Coordinate labeling data
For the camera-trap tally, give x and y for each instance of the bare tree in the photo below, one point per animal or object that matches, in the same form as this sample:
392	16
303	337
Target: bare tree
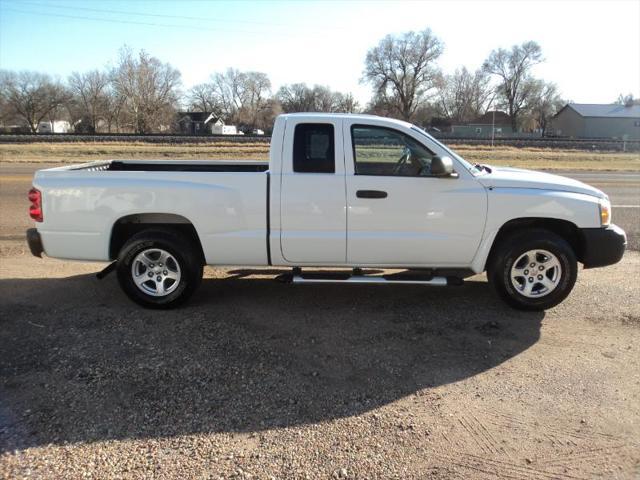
202	98
149	89
464	96
228	88
513	68
299	97
345	103
90	94
31	96
402	70
627	100
256	89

### Task prompt:
Format every line of the rows above as a JSON list of strings, one string per line, with blank lines omitted. Leave the pictures out of the answer.

### Complete output:
[
  "For the camera-trap tally, give x and y for each instance of the bare tree in the photo below, one point per animal or object that matches, in the same form as this sample:",
  "392\t16",
  "303\t337",
  "Target: bare tree",
  "202\t98",
  "149\t89",
  "464\t96",
  "228\t88",
  "513\t68",
  "299\t97",
  "345\t103",
  "90\t94",
  "31\t96",
  "402\t70",
  "627\t100",
  "256\t89"
]